**Provided material:**

Begin

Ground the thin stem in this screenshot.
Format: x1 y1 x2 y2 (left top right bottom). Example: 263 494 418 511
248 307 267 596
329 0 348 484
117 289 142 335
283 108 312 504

End

**Task objective:** Rewrite the material above as a JSON list of strings, one string per line, omitting any blank lines.

**Expected answer:**
[
  "Ground the thin stem in this screenshot.",
  "Format: x1 y1 x2 y2 (left top right bottom). Example: 263 494 418 511",
  "248 307 267 596",
  "329 0 348 484",
  "117 289 142 335",
  "283 108 312 504"
]